**WHAT THE TASK ASKS:** Copy each line of the records that holds the string "brown".

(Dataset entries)
────
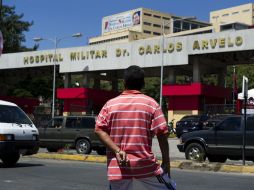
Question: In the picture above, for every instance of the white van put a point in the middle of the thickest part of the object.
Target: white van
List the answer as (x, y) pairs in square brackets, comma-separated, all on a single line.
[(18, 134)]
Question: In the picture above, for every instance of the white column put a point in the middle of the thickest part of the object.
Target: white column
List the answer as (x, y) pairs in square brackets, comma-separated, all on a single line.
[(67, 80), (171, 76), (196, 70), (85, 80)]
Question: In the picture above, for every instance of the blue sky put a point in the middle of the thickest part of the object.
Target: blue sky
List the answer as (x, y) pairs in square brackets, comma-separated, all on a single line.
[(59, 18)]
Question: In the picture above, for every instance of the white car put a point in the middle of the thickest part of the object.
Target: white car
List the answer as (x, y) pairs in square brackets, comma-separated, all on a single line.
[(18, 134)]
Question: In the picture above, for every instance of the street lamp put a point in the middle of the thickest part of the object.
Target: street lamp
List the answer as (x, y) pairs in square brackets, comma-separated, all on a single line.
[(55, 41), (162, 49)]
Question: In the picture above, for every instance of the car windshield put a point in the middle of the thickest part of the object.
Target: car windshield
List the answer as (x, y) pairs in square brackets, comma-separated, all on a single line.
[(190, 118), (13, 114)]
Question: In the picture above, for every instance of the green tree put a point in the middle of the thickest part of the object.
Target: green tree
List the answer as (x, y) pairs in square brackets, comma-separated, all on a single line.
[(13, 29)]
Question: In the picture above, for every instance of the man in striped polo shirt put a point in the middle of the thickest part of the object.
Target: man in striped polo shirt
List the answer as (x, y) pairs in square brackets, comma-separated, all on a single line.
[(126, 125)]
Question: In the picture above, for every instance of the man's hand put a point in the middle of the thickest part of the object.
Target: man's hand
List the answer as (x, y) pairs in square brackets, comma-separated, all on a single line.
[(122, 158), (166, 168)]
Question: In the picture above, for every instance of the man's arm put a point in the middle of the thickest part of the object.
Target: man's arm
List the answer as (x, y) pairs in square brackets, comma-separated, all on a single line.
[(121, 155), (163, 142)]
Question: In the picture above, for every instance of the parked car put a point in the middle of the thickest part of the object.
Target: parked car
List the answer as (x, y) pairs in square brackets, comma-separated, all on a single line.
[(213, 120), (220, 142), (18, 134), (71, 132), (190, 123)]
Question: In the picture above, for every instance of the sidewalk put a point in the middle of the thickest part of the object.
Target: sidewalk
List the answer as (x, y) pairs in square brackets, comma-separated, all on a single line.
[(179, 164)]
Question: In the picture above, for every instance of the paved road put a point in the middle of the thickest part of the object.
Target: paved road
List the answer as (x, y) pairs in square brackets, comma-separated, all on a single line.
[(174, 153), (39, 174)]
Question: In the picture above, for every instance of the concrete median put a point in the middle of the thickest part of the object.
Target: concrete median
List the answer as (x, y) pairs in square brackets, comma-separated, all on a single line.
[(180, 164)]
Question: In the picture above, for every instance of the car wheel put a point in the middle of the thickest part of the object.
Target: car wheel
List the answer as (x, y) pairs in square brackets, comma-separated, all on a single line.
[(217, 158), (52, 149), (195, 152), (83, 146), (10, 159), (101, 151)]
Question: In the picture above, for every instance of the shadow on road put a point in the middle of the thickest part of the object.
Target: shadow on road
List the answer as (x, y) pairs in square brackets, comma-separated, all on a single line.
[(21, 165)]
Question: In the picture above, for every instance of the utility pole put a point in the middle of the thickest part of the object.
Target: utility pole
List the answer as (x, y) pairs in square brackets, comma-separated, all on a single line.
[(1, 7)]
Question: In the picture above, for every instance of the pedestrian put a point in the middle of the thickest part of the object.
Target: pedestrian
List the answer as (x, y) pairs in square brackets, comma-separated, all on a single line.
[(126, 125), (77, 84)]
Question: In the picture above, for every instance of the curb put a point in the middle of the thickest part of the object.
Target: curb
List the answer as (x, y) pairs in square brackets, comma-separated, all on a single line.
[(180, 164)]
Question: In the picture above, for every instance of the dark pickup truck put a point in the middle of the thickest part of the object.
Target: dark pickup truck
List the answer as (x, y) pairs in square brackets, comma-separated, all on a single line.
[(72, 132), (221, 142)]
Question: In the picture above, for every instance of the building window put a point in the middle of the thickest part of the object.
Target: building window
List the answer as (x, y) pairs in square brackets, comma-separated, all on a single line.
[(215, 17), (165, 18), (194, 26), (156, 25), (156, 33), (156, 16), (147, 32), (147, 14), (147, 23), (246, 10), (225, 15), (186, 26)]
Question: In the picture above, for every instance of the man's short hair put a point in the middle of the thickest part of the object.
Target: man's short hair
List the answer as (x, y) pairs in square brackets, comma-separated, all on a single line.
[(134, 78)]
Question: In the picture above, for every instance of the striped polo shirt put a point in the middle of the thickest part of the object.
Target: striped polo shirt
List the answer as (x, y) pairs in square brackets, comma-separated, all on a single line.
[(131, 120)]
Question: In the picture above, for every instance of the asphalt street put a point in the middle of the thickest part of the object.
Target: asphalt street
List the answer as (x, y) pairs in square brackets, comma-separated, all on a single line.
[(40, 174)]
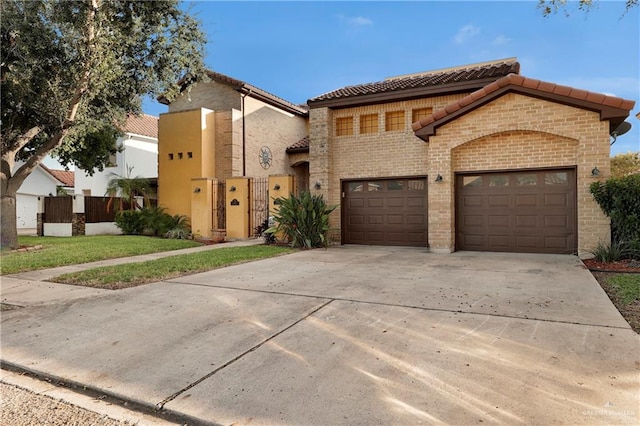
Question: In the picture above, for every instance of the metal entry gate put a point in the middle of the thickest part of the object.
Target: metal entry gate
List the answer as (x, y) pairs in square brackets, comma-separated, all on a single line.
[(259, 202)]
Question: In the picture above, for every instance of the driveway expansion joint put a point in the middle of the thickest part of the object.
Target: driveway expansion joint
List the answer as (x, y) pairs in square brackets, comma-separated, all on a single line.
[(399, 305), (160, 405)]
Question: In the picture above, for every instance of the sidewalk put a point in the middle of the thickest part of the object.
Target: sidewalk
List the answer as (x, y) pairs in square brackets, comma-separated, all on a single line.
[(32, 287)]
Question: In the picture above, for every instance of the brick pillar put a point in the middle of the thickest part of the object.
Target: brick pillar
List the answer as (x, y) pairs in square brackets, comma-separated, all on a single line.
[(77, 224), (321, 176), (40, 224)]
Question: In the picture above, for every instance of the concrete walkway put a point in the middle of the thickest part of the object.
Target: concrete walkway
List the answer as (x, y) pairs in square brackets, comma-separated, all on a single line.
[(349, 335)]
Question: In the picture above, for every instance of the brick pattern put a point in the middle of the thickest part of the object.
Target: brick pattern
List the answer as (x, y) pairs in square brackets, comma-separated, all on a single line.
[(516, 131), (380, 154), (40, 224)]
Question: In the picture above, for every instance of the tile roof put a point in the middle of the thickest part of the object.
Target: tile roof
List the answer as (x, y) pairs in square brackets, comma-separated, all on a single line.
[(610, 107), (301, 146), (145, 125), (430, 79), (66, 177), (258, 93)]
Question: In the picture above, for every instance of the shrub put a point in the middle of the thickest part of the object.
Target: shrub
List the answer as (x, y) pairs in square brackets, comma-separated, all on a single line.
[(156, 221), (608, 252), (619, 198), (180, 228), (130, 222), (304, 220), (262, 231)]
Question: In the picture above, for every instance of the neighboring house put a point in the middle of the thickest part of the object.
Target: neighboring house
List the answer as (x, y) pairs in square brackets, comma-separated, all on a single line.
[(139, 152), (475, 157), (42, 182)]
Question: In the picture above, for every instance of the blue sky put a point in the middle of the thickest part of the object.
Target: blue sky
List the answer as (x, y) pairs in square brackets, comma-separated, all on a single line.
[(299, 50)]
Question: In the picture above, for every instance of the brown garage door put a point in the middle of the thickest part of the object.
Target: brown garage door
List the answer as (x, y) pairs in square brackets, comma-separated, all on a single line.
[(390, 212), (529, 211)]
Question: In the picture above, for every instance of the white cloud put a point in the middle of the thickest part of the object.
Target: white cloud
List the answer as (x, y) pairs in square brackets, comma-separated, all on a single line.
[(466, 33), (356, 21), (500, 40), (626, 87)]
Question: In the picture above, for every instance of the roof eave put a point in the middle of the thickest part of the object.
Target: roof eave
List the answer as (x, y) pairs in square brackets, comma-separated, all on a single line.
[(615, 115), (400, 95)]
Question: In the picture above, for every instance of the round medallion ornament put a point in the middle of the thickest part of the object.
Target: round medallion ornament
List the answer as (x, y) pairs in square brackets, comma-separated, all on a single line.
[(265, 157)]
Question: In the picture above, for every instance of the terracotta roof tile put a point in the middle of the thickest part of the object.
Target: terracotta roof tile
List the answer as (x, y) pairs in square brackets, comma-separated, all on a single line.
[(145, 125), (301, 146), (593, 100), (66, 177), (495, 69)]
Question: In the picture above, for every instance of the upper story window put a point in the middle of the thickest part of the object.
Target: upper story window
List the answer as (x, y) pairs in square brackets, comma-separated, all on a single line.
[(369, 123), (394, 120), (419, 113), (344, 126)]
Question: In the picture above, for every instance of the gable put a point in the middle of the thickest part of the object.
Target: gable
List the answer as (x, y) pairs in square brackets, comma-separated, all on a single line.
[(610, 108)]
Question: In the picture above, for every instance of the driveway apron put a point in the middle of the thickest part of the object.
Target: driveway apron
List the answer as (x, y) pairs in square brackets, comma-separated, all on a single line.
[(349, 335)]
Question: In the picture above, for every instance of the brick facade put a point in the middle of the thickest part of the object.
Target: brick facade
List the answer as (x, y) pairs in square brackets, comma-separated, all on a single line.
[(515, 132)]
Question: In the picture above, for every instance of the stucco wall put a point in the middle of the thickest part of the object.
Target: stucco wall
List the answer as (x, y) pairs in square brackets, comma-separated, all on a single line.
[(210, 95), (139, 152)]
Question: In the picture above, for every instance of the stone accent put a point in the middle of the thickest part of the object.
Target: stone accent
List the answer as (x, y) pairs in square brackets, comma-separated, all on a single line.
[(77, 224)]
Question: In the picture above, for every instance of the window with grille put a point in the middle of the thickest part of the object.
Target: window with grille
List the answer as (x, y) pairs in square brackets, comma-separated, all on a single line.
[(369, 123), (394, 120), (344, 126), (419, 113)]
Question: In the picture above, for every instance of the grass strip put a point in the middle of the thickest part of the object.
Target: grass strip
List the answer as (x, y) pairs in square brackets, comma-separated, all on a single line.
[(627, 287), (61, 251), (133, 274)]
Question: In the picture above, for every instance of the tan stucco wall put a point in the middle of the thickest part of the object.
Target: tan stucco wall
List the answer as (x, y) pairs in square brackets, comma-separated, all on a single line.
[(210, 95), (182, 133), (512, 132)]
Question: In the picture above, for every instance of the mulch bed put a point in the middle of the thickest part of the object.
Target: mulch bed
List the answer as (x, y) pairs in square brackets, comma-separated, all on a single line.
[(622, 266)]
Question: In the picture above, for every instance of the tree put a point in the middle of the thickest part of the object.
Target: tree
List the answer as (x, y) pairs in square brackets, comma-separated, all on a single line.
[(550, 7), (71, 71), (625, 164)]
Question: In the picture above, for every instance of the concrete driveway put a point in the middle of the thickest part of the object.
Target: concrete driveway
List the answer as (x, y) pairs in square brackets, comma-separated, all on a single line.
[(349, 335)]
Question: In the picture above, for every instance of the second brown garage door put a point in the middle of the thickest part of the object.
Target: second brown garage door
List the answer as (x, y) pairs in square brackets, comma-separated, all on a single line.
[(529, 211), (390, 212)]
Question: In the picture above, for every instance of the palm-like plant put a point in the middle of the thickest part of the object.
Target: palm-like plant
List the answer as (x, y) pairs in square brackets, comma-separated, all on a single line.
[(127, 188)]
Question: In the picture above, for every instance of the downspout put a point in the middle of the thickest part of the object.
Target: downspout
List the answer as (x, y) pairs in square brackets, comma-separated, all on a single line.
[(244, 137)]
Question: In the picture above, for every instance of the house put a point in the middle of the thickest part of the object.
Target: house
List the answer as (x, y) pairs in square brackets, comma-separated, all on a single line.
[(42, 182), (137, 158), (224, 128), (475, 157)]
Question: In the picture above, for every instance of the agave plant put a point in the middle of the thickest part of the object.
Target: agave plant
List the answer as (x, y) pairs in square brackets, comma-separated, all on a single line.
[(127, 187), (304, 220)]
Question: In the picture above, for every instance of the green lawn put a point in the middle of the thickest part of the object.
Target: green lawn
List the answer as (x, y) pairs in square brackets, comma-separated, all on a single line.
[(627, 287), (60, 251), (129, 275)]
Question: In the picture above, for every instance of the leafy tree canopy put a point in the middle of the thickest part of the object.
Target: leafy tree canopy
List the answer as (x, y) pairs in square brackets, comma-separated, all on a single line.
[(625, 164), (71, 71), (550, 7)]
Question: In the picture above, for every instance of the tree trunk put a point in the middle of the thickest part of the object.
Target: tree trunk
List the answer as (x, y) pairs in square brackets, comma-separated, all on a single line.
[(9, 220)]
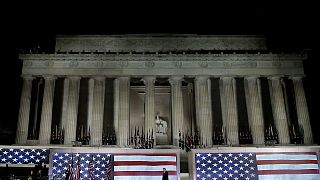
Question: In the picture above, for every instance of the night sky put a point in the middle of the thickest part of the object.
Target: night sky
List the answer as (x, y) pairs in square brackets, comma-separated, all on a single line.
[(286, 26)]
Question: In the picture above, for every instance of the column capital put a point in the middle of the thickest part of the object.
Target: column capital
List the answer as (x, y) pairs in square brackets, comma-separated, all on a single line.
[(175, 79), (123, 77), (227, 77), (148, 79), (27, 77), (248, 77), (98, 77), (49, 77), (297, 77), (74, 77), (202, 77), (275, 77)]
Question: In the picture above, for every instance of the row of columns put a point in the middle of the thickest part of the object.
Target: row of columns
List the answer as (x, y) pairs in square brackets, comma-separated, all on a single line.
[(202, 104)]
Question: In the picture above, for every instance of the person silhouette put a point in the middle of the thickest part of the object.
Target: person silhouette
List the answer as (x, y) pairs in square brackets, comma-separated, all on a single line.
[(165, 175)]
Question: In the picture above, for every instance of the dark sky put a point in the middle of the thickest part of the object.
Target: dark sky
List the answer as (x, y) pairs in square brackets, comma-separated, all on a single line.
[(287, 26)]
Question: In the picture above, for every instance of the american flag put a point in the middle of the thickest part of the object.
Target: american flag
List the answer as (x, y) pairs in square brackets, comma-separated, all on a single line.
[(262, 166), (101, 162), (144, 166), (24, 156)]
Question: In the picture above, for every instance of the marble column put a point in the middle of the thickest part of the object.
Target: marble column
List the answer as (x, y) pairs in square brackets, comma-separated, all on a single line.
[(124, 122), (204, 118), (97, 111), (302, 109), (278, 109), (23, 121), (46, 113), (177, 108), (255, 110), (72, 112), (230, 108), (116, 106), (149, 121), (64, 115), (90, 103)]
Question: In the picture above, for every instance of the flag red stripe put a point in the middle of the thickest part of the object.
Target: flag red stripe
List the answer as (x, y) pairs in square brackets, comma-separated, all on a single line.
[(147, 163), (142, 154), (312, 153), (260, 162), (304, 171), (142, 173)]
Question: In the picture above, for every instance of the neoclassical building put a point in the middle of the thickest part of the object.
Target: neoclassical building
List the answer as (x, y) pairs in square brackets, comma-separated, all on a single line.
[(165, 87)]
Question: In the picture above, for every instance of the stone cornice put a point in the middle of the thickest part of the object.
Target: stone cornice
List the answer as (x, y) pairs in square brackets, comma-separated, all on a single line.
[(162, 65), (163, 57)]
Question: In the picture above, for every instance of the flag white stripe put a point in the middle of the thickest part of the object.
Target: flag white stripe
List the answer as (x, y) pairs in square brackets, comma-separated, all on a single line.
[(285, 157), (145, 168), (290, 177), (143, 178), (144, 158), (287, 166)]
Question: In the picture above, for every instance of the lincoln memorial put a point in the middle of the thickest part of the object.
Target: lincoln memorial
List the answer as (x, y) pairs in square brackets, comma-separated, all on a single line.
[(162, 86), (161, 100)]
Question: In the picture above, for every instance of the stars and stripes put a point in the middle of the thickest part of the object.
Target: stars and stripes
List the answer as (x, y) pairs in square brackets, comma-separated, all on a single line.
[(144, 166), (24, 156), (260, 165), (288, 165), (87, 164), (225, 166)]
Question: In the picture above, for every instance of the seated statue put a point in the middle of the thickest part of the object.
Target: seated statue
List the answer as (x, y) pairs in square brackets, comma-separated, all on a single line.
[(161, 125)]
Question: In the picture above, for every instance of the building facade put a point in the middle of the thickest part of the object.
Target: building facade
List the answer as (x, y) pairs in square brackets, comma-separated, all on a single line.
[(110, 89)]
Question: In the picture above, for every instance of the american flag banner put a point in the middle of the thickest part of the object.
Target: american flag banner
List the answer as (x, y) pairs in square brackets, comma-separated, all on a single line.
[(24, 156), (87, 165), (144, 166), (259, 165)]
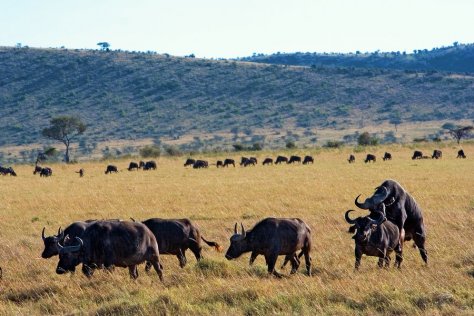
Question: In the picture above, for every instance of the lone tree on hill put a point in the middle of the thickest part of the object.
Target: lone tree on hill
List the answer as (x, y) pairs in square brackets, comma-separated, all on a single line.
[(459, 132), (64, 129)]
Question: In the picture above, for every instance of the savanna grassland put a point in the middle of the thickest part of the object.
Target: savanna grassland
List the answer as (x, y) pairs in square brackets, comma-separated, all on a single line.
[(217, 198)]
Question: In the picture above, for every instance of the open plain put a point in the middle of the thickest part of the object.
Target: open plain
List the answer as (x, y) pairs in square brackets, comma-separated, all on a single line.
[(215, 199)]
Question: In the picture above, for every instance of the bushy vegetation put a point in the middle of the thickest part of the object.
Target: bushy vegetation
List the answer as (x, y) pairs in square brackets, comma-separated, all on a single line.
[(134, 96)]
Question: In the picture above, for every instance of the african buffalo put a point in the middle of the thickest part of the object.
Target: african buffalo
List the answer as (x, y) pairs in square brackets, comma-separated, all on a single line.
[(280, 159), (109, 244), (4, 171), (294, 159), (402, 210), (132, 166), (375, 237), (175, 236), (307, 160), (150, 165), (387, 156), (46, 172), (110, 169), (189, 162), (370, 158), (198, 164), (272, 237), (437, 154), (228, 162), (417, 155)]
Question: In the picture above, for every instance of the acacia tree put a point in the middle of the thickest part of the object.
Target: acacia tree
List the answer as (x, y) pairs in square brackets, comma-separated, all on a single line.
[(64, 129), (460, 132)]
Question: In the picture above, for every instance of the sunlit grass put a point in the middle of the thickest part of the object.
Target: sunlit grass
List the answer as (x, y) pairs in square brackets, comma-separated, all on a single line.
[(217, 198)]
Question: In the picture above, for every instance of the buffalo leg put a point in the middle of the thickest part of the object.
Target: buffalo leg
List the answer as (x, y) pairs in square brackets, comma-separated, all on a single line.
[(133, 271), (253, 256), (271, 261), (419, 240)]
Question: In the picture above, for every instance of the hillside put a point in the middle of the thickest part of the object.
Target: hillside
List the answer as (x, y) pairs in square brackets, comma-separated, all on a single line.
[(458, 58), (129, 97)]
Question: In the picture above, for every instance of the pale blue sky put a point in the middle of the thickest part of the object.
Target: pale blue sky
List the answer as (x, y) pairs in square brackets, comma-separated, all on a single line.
────
**WRITTEN SOLUTION:**
Question: In the picture above, for every instance of the brown garage door put a point in the middle of the thickest part of the object.
Target: brown garage door
Question: In the picture above, for every instance of the second brown garage door put a point in the middle of the thickest part of the object.
Target: second brown garage door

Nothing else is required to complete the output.